Count the lines in the records below that contain the string "sleeve", and reply with the number alone.
╭─ SUPPLIED MATERIAL
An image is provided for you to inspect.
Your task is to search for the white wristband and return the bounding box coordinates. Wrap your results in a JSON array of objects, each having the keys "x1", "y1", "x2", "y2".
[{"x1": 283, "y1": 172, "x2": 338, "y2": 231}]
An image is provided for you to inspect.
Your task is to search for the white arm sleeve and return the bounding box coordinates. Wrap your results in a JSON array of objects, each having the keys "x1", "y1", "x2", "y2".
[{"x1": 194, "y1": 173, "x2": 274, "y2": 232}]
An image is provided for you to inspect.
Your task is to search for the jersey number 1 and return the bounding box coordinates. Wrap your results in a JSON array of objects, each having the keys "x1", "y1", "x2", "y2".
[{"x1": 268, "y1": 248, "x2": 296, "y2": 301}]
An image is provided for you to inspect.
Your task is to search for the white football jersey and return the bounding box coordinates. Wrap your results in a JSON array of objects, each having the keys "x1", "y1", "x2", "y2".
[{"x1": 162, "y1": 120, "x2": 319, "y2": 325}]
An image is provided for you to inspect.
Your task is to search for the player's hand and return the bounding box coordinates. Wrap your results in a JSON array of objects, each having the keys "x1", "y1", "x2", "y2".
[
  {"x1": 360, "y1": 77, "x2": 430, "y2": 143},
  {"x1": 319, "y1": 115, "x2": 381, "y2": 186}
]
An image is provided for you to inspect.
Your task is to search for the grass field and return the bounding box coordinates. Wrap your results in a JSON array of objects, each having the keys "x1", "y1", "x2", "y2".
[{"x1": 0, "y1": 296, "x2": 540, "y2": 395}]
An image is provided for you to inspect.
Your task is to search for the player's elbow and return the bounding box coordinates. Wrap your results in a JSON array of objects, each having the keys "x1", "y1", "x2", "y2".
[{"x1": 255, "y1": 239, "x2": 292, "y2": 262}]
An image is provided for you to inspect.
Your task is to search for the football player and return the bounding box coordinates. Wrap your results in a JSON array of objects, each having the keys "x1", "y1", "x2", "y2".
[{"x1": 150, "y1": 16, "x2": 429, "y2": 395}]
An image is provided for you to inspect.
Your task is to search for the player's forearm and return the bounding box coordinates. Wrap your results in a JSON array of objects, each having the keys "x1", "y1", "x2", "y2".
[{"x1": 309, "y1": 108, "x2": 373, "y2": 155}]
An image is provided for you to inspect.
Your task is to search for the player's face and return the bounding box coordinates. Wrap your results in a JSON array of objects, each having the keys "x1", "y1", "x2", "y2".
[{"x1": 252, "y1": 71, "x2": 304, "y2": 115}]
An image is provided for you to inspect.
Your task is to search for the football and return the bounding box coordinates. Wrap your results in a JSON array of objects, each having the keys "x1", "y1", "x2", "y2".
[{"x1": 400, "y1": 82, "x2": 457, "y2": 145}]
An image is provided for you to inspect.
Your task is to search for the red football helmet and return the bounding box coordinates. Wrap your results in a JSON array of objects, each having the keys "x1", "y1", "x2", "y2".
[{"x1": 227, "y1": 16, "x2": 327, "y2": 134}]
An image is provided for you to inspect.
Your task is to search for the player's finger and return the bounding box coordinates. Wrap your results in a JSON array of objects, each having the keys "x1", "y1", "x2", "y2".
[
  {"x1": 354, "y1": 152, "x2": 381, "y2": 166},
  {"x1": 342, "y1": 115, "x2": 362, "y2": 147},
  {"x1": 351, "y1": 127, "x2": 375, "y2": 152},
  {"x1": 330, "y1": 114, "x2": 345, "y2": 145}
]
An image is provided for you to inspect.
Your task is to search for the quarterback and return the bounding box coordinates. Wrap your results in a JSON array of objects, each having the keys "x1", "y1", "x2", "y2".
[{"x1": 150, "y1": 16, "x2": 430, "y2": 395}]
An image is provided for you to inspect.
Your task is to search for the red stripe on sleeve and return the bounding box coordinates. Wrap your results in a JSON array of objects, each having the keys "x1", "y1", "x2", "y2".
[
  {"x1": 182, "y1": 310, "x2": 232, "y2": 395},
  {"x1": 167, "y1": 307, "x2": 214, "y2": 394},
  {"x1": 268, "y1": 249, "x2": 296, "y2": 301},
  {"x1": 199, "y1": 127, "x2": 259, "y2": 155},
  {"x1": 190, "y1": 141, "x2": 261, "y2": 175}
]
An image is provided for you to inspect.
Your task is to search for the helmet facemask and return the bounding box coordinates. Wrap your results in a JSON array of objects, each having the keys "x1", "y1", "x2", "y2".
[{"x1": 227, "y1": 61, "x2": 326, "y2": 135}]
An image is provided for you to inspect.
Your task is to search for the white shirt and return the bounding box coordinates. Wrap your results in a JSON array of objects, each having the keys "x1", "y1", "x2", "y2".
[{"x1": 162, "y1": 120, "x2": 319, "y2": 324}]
╰─
WRITTEN REPLY: 2